## [Reading passage]

***

He is never allowed to be on the sofa ever ... took me five mins to get him up there  ... he is only two and puppy phase our dogs are not allowed on the sofas, bed, chairs, etc .... later on, once control is proven, and the realisation is that they don't own those spaces, they can pop up if allowed or have their own chair.


----------



## Timberdoodle (Mar 27, 2014)

Thor lives for the snow! In spring you can find him perched atop the last remaining snow piles surveying his domain 

I also don't allow the dogs on any of the furniture, not a good habit to get started. Besides, when inside he's perfectly happy lying on the cool floor.


----------



## Timberdoodle (Mar 27, 2014)

Sooo, question.

Is the dog in these photos a CO????
http://www.boredpanda.com/animal-children-photography-elena-shumilova/

It's an impressive dog whatever breed it is.


----------



## Pips (Mar 27, 2014)

It looks like a CAO.  Could be a Kangal/CAO Mix even.  It is hard to tell without a front face photo and a full shot of him standing.  He definitely could be a CO, there are some lines that look like this, the colouring is a little off though.  I possibly would go for plain breed like CAO or a mix if pushed for some kind of answer.

***

## [Dataset records]
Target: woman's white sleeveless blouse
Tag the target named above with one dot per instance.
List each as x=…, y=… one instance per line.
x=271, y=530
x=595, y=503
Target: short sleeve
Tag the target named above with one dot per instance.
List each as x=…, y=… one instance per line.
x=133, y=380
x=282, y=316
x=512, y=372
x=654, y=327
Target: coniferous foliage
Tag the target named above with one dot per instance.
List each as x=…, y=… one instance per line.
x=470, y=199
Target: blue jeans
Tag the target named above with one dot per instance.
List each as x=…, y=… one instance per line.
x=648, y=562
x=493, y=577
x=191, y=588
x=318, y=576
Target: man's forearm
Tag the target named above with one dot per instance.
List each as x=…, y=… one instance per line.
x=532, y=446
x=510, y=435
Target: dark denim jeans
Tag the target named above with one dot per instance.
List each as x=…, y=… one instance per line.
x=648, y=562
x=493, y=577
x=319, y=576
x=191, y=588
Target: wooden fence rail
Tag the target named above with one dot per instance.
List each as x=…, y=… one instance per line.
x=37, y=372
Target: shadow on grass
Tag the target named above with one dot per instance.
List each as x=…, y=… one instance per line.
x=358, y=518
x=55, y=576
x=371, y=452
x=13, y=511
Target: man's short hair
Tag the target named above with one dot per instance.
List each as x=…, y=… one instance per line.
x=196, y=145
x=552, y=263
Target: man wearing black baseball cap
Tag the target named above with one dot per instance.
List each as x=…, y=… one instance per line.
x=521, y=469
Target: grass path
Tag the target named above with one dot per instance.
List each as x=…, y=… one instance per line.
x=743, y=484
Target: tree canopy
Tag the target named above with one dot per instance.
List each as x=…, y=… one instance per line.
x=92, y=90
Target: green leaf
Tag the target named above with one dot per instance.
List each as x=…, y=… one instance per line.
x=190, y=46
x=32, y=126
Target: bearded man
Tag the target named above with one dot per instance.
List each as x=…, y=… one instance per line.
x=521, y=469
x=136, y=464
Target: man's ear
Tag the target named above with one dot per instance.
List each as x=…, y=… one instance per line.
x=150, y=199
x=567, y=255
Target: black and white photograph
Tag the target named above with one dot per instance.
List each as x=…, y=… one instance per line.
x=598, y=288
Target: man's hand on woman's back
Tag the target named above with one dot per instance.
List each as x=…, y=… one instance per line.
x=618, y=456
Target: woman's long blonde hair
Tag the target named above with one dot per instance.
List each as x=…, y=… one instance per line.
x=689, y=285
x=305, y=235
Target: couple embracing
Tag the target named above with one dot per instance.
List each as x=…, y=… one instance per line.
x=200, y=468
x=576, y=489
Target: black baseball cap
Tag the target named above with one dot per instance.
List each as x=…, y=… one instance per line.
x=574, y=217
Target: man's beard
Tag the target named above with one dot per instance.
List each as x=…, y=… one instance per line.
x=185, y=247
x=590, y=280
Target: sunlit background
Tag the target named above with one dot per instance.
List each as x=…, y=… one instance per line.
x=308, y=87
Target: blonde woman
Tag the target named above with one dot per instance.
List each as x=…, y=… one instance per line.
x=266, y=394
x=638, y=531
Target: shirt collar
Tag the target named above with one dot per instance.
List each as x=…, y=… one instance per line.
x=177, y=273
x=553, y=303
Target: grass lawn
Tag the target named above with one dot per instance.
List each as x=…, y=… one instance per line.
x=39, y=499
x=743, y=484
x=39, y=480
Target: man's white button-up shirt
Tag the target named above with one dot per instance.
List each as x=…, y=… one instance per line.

***

## [Aim of the task]
Supply the next part of the forum thread about the dogs, carrying on after its final post. The rows play no part in this work.

## [Result]
----------



## EsquireCaucasians (Apr 23, 2014)

Timberdoodle said:


> Sooo, question.
> 
> Is the dog in these photos a CO????
> http://www.boredpanda.com/animal-children-photography-elena-shumilova/
> ...



Hi!  He looks to be a Central Asian Shepherd Dog aka Central Asian Ovcharka.  Russian CO, the cousin breed, have cropped ears but full uncropped tails.  Exceptions may include some native working dogs in Caucasus mountain areas with heavy predator pressure - herdsmen may crop CO tails here too.  But the Russian Breed Standards for CAO and CO are distinguished by cropped tail for CAO and uncropped tail for CO as a quick hint on photos to help distinguish the breeds.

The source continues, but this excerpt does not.